DATA SHOWN —
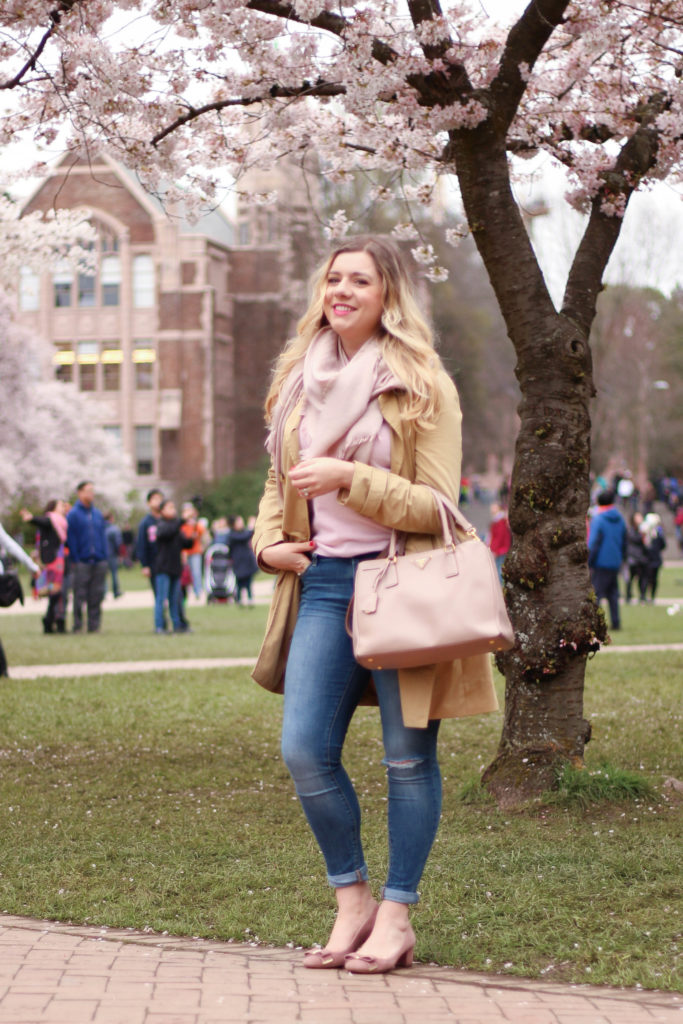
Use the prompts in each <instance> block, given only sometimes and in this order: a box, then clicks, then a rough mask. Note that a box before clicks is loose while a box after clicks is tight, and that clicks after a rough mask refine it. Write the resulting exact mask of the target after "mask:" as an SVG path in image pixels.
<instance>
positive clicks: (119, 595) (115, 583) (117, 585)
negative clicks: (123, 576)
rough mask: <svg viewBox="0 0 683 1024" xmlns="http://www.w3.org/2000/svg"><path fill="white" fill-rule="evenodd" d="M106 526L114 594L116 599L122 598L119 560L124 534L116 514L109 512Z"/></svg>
mask: <svg viewBox="0 0 683 1024" xmlns="http://www.w3.org/2000/svg"><path fill="white" fill-rule="evenodd" d="M104 521H105V523H106V526H105V527H104V537H105V538H106V561H108V563H109V567H110V573H111V575H112V593H113V594H114V596H115V597H121V587H120V586H119V558H120V557H121V548H122V547H123V534H122V532H121V527H120V526H119V525H118V524H117V523H116V521H115V519H114V512H109V513H108V514H106V516H105V517H104Z"/></svg>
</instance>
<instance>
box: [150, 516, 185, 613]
mask: <svg viewBox="0 0 683 1024" xmlns="http://www.w3.org/2000/svg"><path fill="white" fill-rule="evenodd" d="M159 514H160V519H159V523H158V524H157V563H156V566H155V573H156V593H155V631H156V632H157V633H165V632H166V629H165V627H164V605H165V604H166V602H167V601H168V612H169V615H170V616H171V622H172V623H173V632H174V633H189V632H190V630H189V627H188V626H186V625H184V624H183V621H182V616H181V614H180V575H181V573H182V552H183V549H185V550H186V549H187V548H189V547H190V545H191V543H193V541H191V538H188V537H185V536H184V535H183V534H182V529H181V526H182V520H181V519H180V517H179V516H178V513H177V510H176V507H175V503H174V502H172V501H171V499H170V498H167V499H165V501H163V502H162V503H161V505H160V506H159Z"/></svg>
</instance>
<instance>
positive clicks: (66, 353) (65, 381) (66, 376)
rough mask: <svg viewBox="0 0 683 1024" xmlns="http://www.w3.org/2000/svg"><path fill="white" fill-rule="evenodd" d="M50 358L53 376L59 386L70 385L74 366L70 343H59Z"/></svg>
mask: <svg viewBox="0 0 683 1024" xmlns="http://www.w3.org/2000/svg"><path fill="white" fill-rule="evenodd" d="M55 347H56V351H55V353H54V355H53V356H52V362H53V364H54V376H55V377H56V379H57V380H58V381H59V382H60V383H61V384H72V383H73V381H74V364H75V361H76V355H75V353H74V346H73V345H72V343H71V342H60V343H59V344H57V345H56V346H55Z"/></svg>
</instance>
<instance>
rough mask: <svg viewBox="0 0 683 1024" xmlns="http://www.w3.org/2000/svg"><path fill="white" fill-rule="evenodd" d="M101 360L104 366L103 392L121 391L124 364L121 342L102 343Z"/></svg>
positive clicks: (108, 341)
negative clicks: (123, 364)
mask: <svg viewBox="0 0 683 1024" xmlns="http://www.w3.org/2000/svg"><path fill="white" fill-rule="evenodd" d="M99 359H100V362H101V365H102V390H103V391H119V390H120V389H121V364H122V362H123V352H122V351H121V342H119V341H104V342H102V350H101V354H100V357H99Z"/></svg>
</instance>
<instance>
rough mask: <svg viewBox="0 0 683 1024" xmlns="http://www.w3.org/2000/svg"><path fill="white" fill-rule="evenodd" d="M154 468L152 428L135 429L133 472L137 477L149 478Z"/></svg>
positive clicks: (154, 449) (138, 427) (152, 436)
mask: <svg viewBox="0 0 683 1024" xmlns="http://www.w3.org/2000/svg"><path fill="white" fill-rule="evenodd" d="M154 467H155V433H154V427H135V472H136V473H137V475H138V476H150V475H151V474H152V473H154Z"/></svg>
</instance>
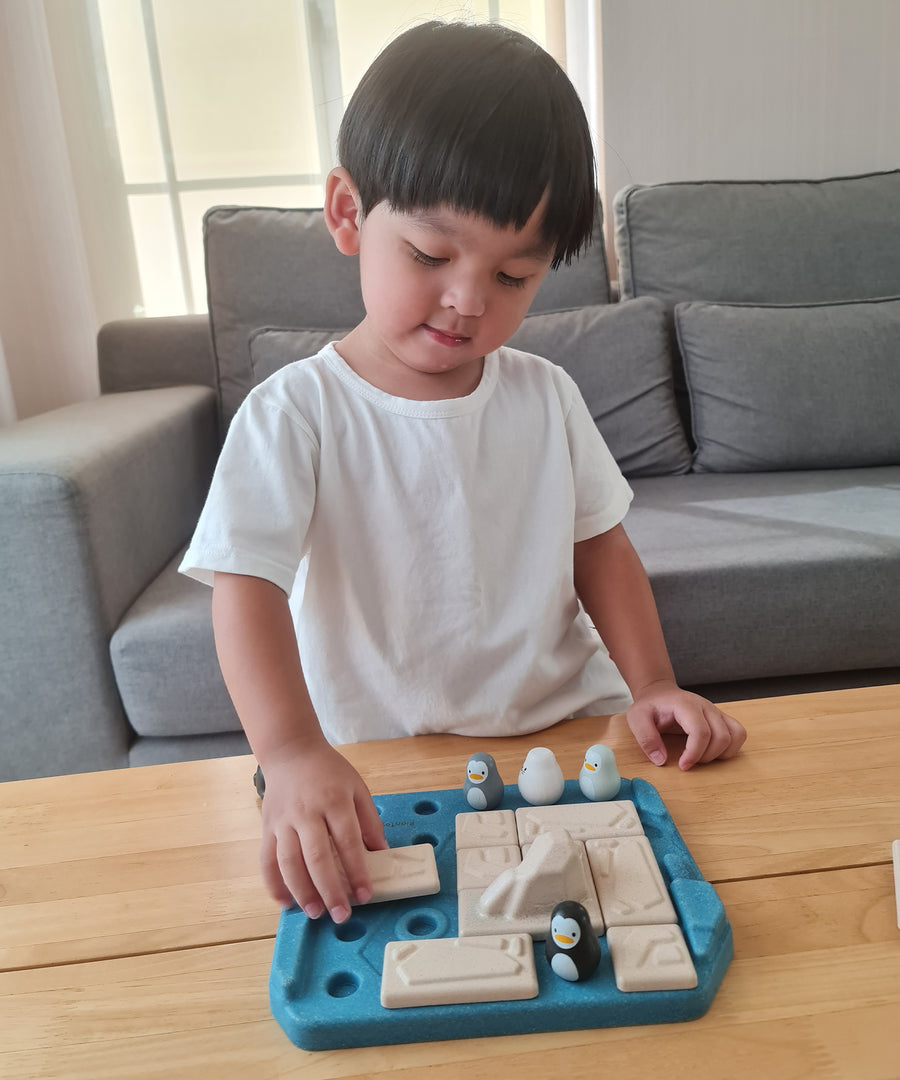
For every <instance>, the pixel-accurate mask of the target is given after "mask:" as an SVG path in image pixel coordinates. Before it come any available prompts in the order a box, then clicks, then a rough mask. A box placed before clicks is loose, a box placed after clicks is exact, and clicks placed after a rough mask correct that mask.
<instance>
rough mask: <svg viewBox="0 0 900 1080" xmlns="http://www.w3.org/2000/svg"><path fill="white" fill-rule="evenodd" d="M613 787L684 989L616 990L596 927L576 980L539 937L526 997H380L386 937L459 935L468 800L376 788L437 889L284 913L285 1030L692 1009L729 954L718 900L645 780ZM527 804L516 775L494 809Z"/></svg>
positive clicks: (428, 1027) (509, 1025)
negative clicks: (638, 818) (516, 779)
mask: <svg viewBox="0 0 900 1080" xmlns="http://www.w3.org/2000/svg"><path fill="white" fill-rule="evenodd" d="M617 798H619V799H631V800H632V801H633V802H634V806H635V808H636V809H637V813H639V816H640V818H641V822H642V824H643V826H644V832H645V833H646V835H647V838H648V839H649V841H650V846H652V848H653V850H654V854H655V855H656V859H657V862H658V863H659V866H660V868H661V870H662V876H663V878H664V880H666V885H667V887H668V889H669V892H670V894H671V896H672V901H673V903H674V905H675V910H676V912H677V915H679V921H680V923H681V928H682V931H683V932H684V936H685V940H686V942H687V946H688V949H689V950H690V955H691V957H693V959H694V966H695V968H696V969H697V980H698V982H697V986H696V987H695V988H694V989H689V990H654V991H642V993H630V994H624V993H622V991H621V990H619V989H618V988H617V986H616V981H615V976H614V973H613V963H612V960H610V958H609V949H608V946H607V944H606V937H605V936H603V937H601V939H600V942H601V950H602V958H601V962H600V967H599V968H597V970H596V971H595V972H594V974H593V975H592V976H591V978H589V980H588V981H586V982H581V983H567V982H565V981H564V980H562V978H559V977H558V976H556V975H554V974H553V972H552V971H551V970H550V966H549V964H548V963H547V959H546V957H545V955H543V949H545V946H543V942H537V943H536V944H535V966H536V968H537V973H538V996H537V997H536V998H533V999H529V1000H527V1001H492V1002H480V1003H474V1004H455V1005H428V1007H416V1008H412V1009H385V1008H382V1005H381V1002H380V993H381V963H382V960H384V951H385V945H386V944H387V943H388V942H390V941H408V940H421V939H422V937H456V936H457V896H456V837H455V831H456V828H455V826H456V815H457V814H458V813H461V812H466V811H468V810H469V809H470V808H469V806H468V804H467V802H466V798H465V796H464V795H462V788H461V786H460V787H458V788H451V789H447V791H439V792H415V793H411V794H406V795H376V796H375V805H376V807H377V808H378V812H379V813H380V815H381V820H382V822H384V824H385V832H386V834H387V837H388V842H389V843H390V846H391V847H392V848H395V847H402V846H404V845H411V843H431V845H433V847H434V855H435V859H436V862H438V873H439V874H440V877H441V892H440V893H438V894H435V895H432V896H418V897H414V899H412V900H402V901H386V902H385V903H381V904H370V905H367V906H365V907H357V908H354V909H353V914H352V915H351V917H350V919H349V920H348V921H347V922H345V923H342V924H340V926H335V924H334V923H333V922H332V921H331V920H330V919H328V918H327V916H325V917H323V918H322V919H318V920H314V921H313V920H310V919H307V917H306V916H305V915H304V914H303V912H300V910H299V909H298V908H294V909H291V910H288V912H284V913H283V914H282V916H281V922H280V923H279V928H278V934H277V936H276V945H274V955H273V958H272V969H271V974H270V977H269V1002H270V1004H271V1009H272V1014H273V1015H274V1017H276V1020H277V1021H278V1022H279V1024H280V1025H281V1027H282V1028H283V1029H284V1031H285V1034H286V1035H287V1037H288V1039H291V1041H292V1042H293V1043H295V1044H296V1045H298V1047H301V1048H303V1049H304V1050H335V1049H340V1048H347V1047H375V1045H384V1044H388V1043H397V1042H427V1041H430V1040H434V1039H461V1038H478V1037H481V1036H494V1035H521V1034H524V1032H527V1031H551V1030H569V1029H573V1028H592V1027H618V1026H623V1025H633V1024H661V1023H671V1022H676V1021H687V1020H695V1018H696V1017H698V1016H701V1015H702V1014H703V1013H704V1012H706V1011H707V1010H708V1009H709V1007H710V1004H711V1002H712V999H713V997H714V996H715V993H716V990H717V989H718V986H720V983H721V982H722V978H723V976H724V974H725V970H726V968H727V967H728V963H729V962H730V960H731V956H733V954H734V946H733V942H731V927H730V924H729V922H728V920H727V918H726V917H725V909H724V907H723V906H722V901H721V900H720V899H718V896H717V895H716V893H715V890H714V889H713V887H712V886H711V885H710V883H709V882H708V881H706V880H704V879H703V877H702V875H701V874H700V870H699V869H698V867H697V864H696V863H695V862H694V859H693V858H691V855H690V852H689V851H688V850H687V847H686V846H685V843H684V841H683V840H682V838H681V836H680V834H679V831H677V829H676V828H675V825H674V823H673V821H672V818H671V815H670V814H669V811H668V810H667V809H666V806H664V804H663V801H662V799H661V798H660V797H659V793H658V792H657V789H656V788H655V787H654V786H653V784H649V783H647V782H646V781H644V780H640V779H635V780H622V785H621V789H620V791H619V794H618V796H617ZM582 801H585V799H583V796H582V795H581V792H580V788H579V787H578V782H577V781H574V780H573V781H568V782H567V783H566V786H565V792H564V794H563V797H562V799H560V802H582ZM526 805H527V804H526V802H525V801H524V799H522V797H521V796H520V795H519V788H518V787H516V786H515V785H514V784H509V785H507V786H506V788H505V794H503V800H502V802H501V805H500V809H511V810H515V809H516V808H519V807H522V806H526ZM561 899H563V900H564V899H565V897H561Z"/></svg>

TASK GOAL —
Reproduce everything from the start of the items down to the line containing "negative clicks: (123, 576)", including both ends, and omit the pictures.

COMPLETED TASK —
Use the prompts in each <instance> block, given only sometimes and in this order: a box, then clicks, then a rough mask. Note that a box before clicks is loose while a box after clicks is tight, and that clicks after a rough mask refine it. Write the resulting exact mask of the target after "mask:" as an SVG path in image pixels.
<instance>
positive clicks: (119, 595) (115, 583) (117, 585)
negative clicks: (123, 576)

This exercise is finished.